Supplied records:
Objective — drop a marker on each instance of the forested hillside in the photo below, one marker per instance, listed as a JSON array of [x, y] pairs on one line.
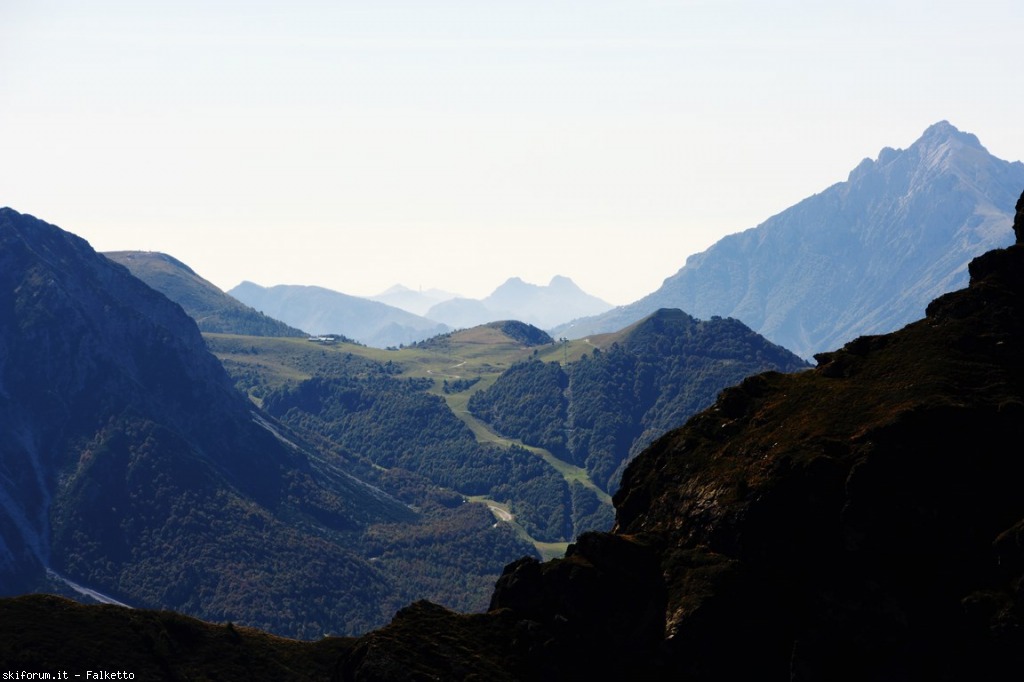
[[603, 409]]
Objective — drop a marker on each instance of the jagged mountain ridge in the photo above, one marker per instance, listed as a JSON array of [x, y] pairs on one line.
[[544, 306], [320, 310], [860, 520], [863, 256], [212, 309], [417, 302]]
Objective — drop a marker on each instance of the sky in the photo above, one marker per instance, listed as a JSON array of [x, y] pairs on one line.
[[453, 144]]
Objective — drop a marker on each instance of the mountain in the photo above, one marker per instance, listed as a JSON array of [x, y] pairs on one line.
[[558, 302], [417, 302], [600, 411], [132, 471], [864, 256], [212, 309], [320, 310], [861, 520]]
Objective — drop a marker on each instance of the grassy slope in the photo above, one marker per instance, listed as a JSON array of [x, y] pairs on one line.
[[479, 352]]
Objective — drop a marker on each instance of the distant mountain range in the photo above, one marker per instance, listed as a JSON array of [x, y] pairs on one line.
[[133, 471], [320, 310], [387, 321], [600, 411], [133, 468], [212, 309], [861, 520], [864, 256], [560, 301], [417, 302]]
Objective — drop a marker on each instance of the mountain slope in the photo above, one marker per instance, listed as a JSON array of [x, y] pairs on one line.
[[132, 467], [864, 256], [320, 310], [861, 520], [545, 306], [417, 302], [212, 309], [602, 410]]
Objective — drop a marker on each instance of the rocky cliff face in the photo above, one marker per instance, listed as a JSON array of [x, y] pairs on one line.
[[130, 466], [863, 256], [858, 521], [862, 520]]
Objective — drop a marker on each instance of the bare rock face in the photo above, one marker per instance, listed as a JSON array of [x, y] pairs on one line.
[[862, 520], [1019, 220]]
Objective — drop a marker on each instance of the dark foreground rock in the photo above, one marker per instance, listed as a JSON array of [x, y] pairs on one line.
[[859, 521]]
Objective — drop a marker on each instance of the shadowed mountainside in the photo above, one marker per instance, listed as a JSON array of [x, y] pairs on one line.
[[212, 309], [860, 520], [863, 256], [320, 310]]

Objective: Arrange the data above as a Markdown table with the columns Row and Line, giving each line its own numbered row and skipping blank lines. Leave the pictures out.

Worked answer:
| Row | Line |
|---|---|
| 1 | Objective — drop a marker on each instance of the forested hillside in the photo below, one marker per instance, listed as a JSON array of [x, y] pairs on one line. |
| 2 | [[603, 409]] |
| 3 | Objective — drop a marker on each instance of the jagged mountain ridge in the photo above, one marker per instance, listed as a JSON array of [x, y] pairs on one line. |
| 4 | [[544, 306], [320, 310], [860, 520], [863, 256], [212, 309], [417, 302]] |
| 5 | Objective — drop a marker on each instance of the sky in the photo above, one marker per instance, listed as a JSON array of [x, y] pairs on one line. |
| 6 | [[453, 144]] |
| 7 | Objective — drop a marker on each instance of the mountain in the photo above, one marker per instance, listed as a JSON array of [x, y] pairs on one line. |
| 8 | [[558, 302], [417, 302], [600, 411], [132, 471], [864, 256], [212, 309], [320, 310], [861, 520]] |
| 9 | Objective — drop a marker on each instance of the grassy slope in the photo above, one marker per instance, listed as a JSON array of [x, y] pairs on one line. |
| 10 | [[479, 352]] |
| 11 | Objective — drop a marker on each instance of the distant mountain range in the photo above, one marker per instance, listed as a JSON array of [x, y] pairs on one line. |
| 12 | [[133, 471], [320, 310], [387, 321], [600, 411], [133, 468], [212, 309], [861, 520], [864, 256], [560, 301], [417, 302]] |
| 13 | Objective — drop a marker on each instance of the mountain slope in the photo above, one marker per instance, listed as a JSON array of [x, y] pairs on one line. |
| 14 | [[132, 467], [864, 256], [320, 310], [861, 520], [545, 306], [417, 302], [212, 309], [602, 410]] |
| 15 | Objective — drop a marker on each instance of the rocky cliff face in the photo above, one marker per instance, listed as a JSON array of [x, y] pairs on one line. |
| 16 | [[130, 466], [863, 256], [858, 521], [862, 520]] |
| 17 | Objective — drop a marker on each instance of the bare rock face in the photo above, one marker per instance, listed as a JSON array of [x, y] pairs on one line. |
| 18 | [[862, 520], [1019, 220]] |
| 19 | Objective — drop a marker on each instance of the dark foreground rock in the photo above, one marker per instance, listed as a JSON array of [x, y] pairs on one line. |
| 20 | [[859, 521]] |
| 21 | Objective — drop a marker on each instance of the shadowed mountainside in the photo above, one marker per instance, listed as a JSON array of [x, y] pairs on one line. |
| 22 | [[212, 309], [860, 520], [863, 256], [320, 310]] |